- PROMPT
Return only how many lines in the data include the string "Where".

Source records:
┌────────

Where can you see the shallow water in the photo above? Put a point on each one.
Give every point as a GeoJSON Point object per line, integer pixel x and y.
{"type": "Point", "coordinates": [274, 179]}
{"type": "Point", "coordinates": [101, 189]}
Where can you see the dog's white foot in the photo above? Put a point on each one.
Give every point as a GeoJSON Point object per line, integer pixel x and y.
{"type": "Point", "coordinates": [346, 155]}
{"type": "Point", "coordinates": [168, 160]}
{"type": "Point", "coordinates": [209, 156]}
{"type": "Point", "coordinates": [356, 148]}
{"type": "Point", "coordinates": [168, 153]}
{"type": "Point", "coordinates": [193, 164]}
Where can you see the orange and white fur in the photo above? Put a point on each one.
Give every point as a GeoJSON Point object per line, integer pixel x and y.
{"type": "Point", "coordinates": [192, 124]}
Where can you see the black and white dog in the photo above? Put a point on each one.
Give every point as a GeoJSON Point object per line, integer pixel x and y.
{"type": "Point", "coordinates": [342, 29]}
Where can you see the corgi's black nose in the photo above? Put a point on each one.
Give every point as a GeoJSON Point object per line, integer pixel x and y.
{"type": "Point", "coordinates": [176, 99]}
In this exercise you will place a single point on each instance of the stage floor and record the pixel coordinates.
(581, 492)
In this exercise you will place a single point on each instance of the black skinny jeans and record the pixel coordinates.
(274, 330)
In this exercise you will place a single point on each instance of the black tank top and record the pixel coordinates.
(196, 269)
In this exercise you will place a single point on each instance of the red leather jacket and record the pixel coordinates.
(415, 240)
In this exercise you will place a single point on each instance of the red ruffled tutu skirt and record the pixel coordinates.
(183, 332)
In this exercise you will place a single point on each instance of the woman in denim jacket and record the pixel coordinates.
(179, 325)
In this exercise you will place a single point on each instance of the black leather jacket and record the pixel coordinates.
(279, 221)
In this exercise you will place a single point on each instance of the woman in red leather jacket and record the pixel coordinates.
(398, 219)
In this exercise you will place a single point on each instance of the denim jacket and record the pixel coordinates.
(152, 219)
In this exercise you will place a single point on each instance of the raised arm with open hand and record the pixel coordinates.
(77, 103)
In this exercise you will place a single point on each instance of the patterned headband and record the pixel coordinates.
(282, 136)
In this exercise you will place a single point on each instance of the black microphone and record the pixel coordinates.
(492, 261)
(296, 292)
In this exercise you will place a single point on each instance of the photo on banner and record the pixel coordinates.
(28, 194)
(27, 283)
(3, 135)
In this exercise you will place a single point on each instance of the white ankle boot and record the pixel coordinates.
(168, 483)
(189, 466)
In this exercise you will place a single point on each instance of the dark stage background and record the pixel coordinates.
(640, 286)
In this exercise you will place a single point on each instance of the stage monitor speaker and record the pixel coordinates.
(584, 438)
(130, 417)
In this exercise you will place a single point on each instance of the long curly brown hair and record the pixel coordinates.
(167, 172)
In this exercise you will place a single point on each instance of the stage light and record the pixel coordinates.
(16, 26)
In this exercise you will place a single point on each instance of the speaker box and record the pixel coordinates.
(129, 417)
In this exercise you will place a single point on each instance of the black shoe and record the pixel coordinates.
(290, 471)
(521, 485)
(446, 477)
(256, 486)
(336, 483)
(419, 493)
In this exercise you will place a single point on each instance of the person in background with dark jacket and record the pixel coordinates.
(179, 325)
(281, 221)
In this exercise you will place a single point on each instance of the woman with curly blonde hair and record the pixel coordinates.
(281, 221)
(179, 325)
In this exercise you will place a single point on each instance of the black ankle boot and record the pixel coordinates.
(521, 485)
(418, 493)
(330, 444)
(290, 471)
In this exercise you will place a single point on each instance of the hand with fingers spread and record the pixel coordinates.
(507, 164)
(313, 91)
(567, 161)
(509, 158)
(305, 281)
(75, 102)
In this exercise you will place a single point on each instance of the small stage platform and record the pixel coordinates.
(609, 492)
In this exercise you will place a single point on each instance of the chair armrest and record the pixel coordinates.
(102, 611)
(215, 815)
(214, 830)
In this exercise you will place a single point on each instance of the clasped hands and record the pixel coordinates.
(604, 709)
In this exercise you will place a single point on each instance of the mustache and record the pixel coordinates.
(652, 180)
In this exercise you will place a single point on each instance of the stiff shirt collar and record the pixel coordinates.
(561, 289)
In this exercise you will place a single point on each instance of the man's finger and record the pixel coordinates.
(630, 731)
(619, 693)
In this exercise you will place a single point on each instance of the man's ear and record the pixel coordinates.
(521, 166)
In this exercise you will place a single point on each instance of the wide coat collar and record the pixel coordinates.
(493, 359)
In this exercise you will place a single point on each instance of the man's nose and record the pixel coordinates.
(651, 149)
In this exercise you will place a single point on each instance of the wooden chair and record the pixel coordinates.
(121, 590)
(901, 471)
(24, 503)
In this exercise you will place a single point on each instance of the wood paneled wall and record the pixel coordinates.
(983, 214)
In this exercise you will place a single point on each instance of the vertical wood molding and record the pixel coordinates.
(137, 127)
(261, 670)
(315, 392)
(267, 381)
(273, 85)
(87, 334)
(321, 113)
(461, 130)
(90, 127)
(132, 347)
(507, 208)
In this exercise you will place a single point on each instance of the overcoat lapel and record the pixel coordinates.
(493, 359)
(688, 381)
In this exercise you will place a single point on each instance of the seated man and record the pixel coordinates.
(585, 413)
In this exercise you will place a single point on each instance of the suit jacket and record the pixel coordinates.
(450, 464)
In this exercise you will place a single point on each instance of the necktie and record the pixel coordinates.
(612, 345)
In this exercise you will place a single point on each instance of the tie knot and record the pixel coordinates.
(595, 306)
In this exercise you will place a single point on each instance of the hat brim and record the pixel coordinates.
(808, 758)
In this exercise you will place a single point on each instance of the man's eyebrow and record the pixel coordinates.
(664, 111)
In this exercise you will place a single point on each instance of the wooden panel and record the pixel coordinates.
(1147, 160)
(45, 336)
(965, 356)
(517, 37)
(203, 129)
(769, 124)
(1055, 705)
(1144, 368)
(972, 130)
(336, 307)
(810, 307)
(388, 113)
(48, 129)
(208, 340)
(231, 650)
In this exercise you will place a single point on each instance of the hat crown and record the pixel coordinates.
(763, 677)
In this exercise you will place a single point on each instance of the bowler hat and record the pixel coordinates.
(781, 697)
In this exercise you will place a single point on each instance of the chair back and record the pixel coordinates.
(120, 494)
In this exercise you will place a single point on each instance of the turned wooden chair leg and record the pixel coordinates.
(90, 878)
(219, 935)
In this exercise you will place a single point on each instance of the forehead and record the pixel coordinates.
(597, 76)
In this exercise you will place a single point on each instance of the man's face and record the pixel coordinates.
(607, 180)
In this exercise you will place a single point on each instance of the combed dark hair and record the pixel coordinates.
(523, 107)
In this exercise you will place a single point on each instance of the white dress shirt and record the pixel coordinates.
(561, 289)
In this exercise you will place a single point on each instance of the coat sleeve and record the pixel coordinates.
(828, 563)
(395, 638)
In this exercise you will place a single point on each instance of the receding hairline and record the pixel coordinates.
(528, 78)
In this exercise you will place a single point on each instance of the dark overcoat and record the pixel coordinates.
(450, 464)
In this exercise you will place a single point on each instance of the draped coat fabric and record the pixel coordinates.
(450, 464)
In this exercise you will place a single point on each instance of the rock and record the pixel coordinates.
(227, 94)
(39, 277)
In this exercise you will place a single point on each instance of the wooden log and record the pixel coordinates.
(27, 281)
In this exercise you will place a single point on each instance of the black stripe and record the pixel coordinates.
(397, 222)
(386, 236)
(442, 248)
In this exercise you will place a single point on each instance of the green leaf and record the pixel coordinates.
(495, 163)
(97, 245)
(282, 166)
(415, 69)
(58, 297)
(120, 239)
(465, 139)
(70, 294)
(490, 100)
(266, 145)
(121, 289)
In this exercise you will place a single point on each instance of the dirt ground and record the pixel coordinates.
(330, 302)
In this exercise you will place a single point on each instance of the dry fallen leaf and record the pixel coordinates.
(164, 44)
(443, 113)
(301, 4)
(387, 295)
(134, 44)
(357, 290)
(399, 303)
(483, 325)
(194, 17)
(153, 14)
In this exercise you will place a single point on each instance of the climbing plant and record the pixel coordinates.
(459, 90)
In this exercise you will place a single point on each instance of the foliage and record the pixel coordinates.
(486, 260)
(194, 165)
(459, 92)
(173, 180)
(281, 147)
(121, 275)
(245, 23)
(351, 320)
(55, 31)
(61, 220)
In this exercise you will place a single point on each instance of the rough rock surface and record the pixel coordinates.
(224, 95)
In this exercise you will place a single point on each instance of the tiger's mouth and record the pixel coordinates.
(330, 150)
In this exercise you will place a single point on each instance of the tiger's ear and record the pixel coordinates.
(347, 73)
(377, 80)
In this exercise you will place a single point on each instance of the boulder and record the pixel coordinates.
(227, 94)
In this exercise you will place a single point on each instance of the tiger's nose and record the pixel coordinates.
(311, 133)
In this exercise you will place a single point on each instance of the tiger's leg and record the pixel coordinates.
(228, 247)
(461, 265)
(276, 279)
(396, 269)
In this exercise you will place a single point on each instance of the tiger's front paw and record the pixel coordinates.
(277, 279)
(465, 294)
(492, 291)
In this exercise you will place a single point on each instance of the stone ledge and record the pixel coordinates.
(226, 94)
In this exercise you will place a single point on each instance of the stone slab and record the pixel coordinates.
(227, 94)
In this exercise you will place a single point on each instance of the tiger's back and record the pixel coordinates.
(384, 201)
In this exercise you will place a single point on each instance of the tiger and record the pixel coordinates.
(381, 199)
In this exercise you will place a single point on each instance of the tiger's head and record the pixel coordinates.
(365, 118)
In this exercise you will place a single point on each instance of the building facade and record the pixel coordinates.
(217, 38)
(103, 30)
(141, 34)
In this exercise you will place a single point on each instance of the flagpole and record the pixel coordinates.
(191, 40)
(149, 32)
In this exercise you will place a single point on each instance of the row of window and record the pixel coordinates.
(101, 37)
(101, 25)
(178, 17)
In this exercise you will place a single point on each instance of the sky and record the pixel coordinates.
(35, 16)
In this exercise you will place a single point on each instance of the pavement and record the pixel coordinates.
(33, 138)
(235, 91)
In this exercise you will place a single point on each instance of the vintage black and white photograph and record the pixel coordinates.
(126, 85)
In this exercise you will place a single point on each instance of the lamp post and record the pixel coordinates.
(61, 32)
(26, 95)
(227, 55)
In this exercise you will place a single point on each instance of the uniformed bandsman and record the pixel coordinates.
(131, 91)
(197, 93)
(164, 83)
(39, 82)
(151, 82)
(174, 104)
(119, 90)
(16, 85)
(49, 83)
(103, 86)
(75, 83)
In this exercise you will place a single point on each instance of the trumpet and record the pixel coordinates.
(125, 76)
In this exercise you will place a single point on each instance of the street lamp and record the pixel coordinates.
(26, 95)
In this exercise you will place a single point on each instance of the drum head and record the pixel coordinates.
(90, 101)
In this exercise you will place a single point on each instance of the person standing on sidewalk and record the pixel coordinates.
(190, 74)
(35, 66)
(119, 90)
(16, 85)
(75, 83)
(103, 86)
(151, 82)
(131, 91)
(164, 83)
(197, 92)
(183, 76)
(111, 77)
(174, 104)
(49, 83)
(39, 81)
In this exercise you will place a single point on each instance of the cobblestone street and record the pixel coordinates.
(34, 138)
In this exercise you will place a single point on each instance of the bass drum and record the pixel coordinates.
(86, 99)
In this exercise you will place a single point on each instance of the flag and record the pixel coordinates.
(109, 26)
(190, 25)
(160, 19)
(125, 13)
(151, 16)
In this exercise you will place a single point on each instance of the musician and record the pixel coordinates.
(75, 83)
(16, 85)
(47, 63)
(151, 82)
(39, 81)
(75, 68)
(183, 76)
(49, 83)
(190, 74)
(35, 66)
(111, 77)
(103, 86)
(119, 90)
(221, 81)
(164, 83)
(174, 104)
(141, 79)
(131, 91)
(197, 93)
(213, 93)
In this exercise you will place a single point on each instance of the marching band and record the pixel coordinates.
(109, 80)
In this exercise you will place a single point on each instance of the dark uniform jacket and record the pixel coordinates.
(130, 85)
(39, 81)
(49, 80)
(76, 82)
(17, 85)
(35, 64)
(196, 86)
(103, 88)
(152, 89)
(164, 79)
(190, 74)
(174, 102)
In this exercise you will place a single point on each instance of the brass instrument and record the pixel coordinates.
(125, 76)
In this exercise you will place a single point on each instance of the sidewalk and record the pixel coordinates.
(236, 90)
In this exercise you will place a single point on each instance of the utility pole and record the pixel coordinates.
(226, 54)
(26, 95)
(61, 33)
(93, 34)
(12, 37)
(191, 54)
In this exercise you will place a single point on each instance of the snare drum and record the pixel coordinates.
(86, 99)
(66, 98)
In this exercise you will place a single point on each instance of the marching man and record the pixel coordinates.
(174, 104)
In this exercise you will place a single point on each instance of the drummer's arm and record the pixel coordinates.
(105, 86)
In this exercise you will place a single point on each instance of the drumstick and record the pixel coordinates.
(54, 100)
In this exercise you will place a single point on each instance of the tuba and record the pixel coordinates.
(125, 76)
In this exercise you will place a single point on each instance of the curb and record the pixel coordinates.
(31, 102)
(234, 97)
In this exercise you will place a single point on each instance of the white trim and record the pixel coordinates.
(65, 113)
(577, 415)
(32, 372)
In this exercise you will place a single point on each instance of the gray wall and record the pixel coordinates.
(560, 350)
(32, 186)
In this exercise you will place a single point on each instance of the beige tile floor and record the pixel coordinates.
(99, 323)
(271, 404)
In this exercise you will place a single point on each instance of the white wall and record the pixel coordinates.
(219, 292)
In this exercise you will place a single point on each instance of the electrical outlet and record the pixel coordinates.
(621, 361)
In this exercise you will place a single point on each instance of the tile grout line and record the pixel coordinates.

└────────

- THE COMPLETED TASK
5